(Point localization data)
__________________________________________________

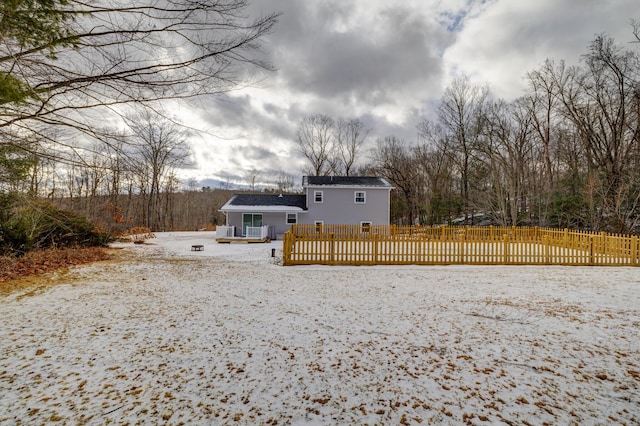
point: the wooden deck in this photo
(242, 240)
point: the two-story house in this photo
(348, 200)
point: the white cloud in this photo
(388, 63)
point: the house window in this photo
(251, 220)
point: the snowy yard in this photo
(226, 335)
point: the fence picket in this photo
(441, 245)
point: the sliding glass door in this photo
(250, 219)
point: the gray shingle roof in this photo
(369, 181)
(285, 200)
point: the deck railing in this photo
(443, 245)
(225, 231)
(260, 232)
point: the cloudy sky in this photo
(386, 63)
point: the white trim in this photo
(286, 218)
(259, 209)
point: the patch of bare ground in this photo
(16, 272)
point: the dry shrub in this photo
(139, 234)
(42, 261)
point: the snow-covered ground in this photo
(227, 335)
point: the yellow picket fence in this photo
(445, 245)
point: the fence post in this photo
(505, 249)
(332, 248)
(547, 250)
(286, 252)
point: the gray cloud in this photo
(387, 63)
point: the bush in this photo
(27, 224)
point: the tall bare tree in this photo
(600, 101)
(350, 136)
(461, 113)
(71, 63)
(395, 160)
(158, 147)
(316, 143)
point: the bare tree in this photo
(461, 113)
(71, 63)
(252, 176)
(158, 147)
(284, 182)
(350, 137)
(396, 161)
(315, 141)
(600, 100)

__________________________________________________

* _TASK ITEM_
Repeat every line above exactly, minus the pictures.

* _SOLUTION TO THE EXERCISE_
point: the wooden deck in this photo
(242, 240)
point: the two-story house in this photo
(348, 200)
point: the white cloud in this photo
(388, 63)
point: the house window in this photo
(251, 220)
point: the snowy yard in this photo
(226, 335)
point: the fence picket in this photo
(441, 245)
point: the sliding glass door in this photo
(250, 219)
point: the gray shingle roof in this photo
(369, 181)
(285, 200)
point: the deck railing in this photo
(443, 245)
(225, 231)
(260, 232)
point: the cloudy sky in this photo
(386, 63)
point: the white trim in this photo
(286, 218)
(259, 209)
point: the patch of bare ground in this photo
(16, 272)
point: the dry shrub in this photo
(139, 234)
(42, 261)
point: the snow-covered ground in this photo
(227, 335)
point: the yellow picket fence in this photo
(445, 245)
point: the fence post in this photo
(505, 249)
(332, 248)
(547, 250)
(286, 252)
point: the gray cloud in this photo
(387, 63)
point: the bush in this photo
(27, 224)
point: the tall bare tree in this photo
(600, 101)
(350, 136)
(461, 113)
(71, 63)
(395, 160)
(158, 147)
(316, 143)
point: the bare tree in this photo
(461, 113)
(71, 63)
(252, 176)
(158, 147)
(284, 182)
(350, 137)
(396, 161)
(315, 141)
(600, 100)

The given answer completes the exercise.